■ Work task
Print the whole listing below exactly as given, pictures excluded.

■ The data
--- START ---
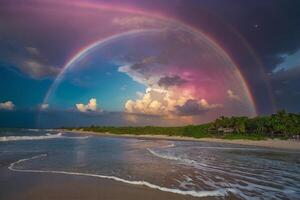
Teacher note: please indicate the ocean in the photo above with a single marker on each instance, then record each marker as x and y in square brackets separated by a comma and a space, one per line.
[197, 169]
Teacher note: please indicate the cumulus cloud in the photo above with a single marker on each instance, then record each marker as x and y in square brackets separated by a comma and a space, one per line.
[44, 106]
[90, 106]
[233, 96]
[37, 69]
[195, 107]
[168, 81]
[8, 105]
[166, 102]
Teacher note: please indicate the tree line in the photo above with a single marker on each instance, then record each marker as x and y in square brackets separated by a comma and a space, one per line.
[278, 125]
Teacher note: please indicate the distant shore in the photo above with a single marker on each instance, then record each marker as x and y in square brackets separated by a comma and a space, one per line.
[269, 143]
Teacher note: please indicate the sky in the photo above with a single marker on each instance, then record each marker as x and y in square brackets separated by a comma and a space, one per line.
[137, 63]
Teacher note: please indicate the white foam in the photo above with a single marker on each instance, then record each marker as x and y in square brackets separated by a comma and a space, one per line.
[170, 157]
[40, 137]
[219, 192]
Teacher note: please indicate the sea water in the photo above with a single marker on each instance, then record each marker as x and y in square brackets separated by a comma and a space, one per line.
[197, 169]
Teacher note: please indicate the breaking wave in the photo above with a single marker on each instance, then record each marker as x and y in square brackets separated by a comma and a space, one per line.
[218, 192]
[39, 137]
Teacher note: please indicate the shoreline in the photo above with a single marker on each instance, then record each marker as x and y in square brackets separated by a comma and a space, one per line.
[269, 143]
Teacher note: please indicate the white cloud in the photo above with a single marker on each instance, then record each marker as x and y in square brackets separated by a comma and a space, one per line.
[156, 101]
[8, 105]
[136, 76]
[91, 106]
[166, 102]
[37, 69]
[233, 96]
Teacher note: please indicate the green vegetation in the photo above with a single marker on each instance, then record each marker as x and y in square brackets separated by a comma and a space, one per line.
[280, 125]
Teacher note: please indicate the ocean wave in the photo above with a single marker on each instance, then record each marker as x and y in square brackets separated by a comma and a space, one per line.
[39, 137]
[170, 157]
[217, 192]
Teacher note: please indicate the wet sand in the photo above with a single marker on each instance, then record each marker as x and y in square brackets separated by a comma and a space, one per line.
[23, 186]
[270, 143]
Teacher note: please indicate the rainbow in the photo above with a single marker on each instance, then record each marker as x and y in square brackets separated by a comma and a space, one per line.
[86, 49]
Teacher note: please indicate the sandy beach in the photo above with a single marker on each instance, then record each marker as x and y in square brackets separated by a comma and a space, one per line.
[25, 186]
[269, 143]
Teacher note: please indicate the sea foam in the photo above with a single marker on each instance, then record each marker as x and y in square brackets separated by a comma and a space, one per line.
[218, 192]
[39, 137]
--- END ---
■ Answer to this task
Teacher note: please indicate the ocean in the photo above with a single marker on each instance, then record each marker as x and y in square brackets separated by a comma and a space, one per line.
[197, 169]
Teacher note: please indicate the cumulus cloud in the photo above with a single marker on each instance, then record each marker as x and y in square brackets separated by a comma and a space, one per line.
[44, 106]
[90, 106]
[233, 96]
[37, 69]
[195, 107]
[168, 81]
[8, 105]
[166, 102]
Teacher note: please indicate the tree line in the photo above with a single marker on each instance, then record each marker as x and y in square brackets separated by a comma and a space, one per line.
[278, 125]
Teacher note: please indicate the distant shore in the photo above with a single marker on each instance, then record each marker as x and y in square brackets separated by a comma and a space, one per line.
[269, 143]
Teacher note: please indicate the sky in the photo above with a single marker on each instance, then record each marker as x and y in square brackets separated by a comma and a space, one per line.
[137, 63]
Teacher note: please indicate the white foam in the photo above with a single marker on each instance, then record each marker as x and y in square brackets separated by a comma and a space, one per line.
[170, 157]
[40, 137]
[219, 192]
Teacher note: please indicate the sea water in the photo above with a single marker on each instance, then record each marker as x and y in square brackets separated by a comma and a space, one per line.
[197, 169]
Teacher note: please indicate the breaking wave in the photo above with a single marker on each instance, then record each marker as x and y in square brackets separated by a comma and a space, one per line.
[218, 192]
[39, 137]
Teacher note: please indicate the shoreline in the photo above with a single marker on each instance, then record each marker as x and y in square brackets separated by a comma and a space, one per line.
[269, 143]
Teacher note: please indicate the white cloud in the photo above with a single marker on each instance, then record each marker as x and y in square brackets separated by a comma and a space, one per line.
[156, 101]
[8, 105]
[136, 76]
[91, 106]
[166, 102]
[37, 69]
[233, 96]
Teacher note: please indicate the green vegetation in the photo above with a single marker on each instance, then record each marker as x and y in square brackets separated by a comma and a space, one per line.
[280, 125]
Teacher note: please indicate the ocean wave in the photo above with a single marker on each instance, then record each marker as x and y in square brackets separated by a comma and a space, one per line.
[39, 137]
[170, 157]
[217, 192]
Teacher note: please indicate the wet sand in the photo above with a single marker on each instance, then record each marker as x and y in square brackets separated by a comma and a space, one per line.
[23, 186]
[270, 143]
Teacher note: please indicate the rainbow in the photo above with a single marker on each instance, then record each marker as x and y in square brackets separated by a comma and a space, one per line.
[86, 49]
Teacher note: please indicate the sandy beach in the photo above with a single marker on each instance, then record each marker as x and y in square brackets separated by a comma and a space, one per line.
[25, 186]
[269, 143]
Teacher note: please indicate the sea foam in the photo above with a single marker on each instance, then record each marker as x and y in square brackets separated by a comma and a space, one per line.
[218, 192]
[39, 137]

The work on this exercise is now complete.